Leave every picture behind and copy the rest of the entries below exactly.

● ● ● ●

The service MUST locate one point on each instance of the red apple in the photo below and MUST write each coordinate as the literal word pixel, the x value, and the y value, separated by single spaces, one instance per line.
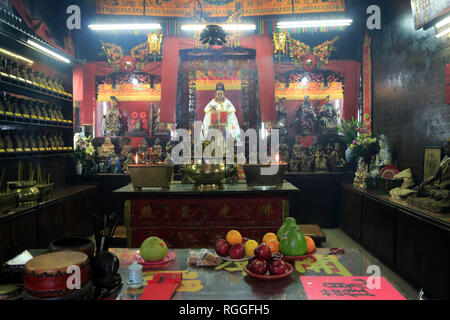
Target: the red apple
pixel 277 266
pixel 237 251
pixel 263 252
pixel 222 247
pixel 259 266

● ● ● ●

### Response to this exercise
The service MUST locate one point on each instance of the red apple in the photo below and MUST write each coordinate as the literal word pixel, the x value, and the y value, separated by single spaces, one instance per line.
Target: the red apple
pixel 277 266
pixel 237 251
pixel 263 252
pixel 222 247
pixel 259 266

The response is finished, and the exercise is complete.